*** Supplied passage ***

Senate

Romney could back Biden against Trump, biographer says

Sen. Mitt Romney’s (R-Utah) biographer, McKay Coppins, said he would not be surprised if the retiring senator backed President Biden over former President Trump in a hypothetical rematch in the 2024 election.

“I would keep an eye out for whether Romney does something like endorse Joe Biden late in the election. I mean, I have no idea, I haven’t talked to him about this. I would not be shocked if he did,” Coppins said in an interview with “The Press Box” podcast that was released Monday. 

When asked what he expects Romney to do in a hypothetical rematch in 2024, Coppins, who just published a new biography on Romney, said “there’s no way” Romney would support Trump.

“It’s a great question. I mean, there’s no way he’ll support, endorse, vote for Donald Trump. The question is just, will he somehow lend his support to Joe Biden? And I don’t know the answer to that,” Coppins said. “Romney is still a conservative. That’s the tricky thing about all this. He feels completely alienated from his party.”

“He thinks that the Republican Party has lost all its way. He feels like there’s no way he could, he could really support somebody like Donald Trump,” he added.

***

Requests –
**A.** Write out the Romney article word for word from "Sen. Mitt Romney’s" up to and including "would support Trump.".
**B.** List every person mentioned by name in the Romney article.

*** Data ***

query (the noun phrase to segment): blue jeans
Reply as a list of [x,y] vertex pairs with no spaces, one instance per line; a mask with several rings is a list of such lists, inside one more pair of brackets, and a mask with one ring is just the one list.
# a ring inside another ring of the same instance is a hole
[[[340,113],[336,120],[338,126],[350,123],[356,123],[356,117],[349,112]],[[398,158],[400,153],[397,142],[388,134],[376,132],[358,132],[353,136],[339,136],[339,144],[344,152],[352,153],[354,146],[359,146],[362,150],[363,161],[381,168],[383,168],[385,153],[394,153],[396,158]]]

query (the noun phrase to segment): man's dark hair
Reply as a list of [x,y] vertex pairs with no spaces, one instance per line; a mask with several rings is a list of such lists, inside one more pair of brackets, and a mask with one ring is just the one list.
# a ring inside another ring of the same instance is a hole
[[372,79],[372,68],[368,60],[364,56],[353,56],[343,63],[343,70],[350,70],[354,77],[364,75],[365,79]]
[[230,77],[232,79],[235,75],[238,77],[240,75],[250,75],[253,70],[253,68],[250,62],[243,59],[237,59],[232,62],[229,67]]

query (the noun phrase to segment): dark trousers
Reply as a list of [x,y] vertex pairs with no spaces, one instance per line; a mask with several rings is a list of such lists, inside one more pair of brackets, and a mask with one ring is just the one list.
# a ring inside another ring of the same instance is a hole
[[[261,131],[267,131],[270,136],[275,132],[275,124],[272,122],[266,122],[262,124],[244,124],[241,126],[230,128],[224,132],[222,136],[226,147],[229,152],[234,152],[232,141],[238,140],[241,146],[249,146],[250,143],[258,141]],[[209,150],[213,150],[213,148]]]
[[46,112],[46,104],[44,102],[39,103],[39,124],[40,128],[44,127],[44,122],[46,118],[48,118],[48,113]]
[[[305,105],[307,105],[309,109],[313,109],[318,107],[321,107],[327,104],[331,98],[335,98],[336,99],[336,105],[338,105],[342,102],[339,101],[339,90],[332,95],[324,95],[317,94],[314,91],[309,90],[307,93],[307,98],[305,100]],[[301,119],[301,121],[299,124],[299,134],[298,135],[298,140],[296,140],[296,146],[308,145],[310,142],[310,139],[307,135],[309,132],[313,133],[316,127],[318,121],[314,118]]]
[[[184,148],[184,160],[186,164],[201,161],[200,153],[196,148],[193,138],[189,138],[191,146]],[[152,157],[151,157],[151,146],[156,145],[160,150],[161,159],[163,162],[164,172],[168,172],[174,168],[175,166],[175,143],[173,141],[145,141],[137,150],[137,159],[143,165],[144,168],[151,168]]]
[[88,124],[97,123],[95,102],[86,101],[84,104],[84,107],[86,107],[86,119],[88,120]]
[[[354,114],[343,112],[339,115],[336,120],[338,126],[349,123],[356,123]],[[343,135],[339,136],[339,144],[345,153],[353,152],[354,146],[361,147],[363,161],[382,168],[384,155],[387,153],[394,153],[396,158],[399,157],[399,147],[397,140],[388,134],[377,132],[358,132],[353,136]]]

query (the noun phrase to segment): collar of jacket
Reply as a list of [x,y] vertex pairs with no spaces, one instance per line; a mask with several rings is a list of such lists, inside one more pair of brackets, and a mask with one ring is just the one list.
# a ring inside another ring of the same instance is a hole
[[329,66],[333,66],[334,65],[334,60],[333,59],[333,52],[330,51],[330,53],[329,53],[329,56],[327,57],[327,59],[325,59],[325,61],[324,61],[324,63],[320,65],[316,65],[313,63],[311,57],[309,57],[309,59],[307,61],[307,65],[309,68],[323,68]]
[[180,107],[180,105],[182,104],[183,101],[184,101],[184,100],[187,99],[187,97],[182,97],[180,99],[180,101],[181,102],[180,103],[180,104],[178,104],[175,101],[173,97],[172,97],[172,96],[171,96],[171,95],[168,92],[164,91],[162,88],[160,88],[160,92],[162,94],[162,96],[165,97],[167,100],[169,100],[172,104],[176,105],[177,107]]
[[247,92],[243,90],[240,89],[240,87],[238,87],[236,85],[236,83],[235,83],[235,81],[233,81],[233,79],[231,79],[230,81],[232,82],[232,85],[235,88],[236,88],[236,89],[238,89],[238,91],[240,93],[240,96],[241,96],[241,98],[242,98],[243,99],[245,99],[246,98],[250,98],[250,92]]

***

Task responses –
**A.**
Sen. Mitt Romney’s (R-Utah) biographer, McKay Coppins, said he would not be surprised if the retiring senator backed President Biden over former President Trump in a hypothetical rematch in the 2024 election.

“I would keep an eye out for whether Romney does something like endorse Joe Biden late in the election. I mean, I have no idea, I haven’t talked to him about this. I would not be shocked if he did,” Coppins said in an interview with “The Press Box” podcast that was released Monday. 

When asked what he expects Romney to do in a hypothetical rematch in 2024, Coppins, who just published a new biography on Romney, said “there’s no way” Romney would support Trump.

**B.**
Mitt Romney
McKay Coppins
Joe Biden
Donald Trump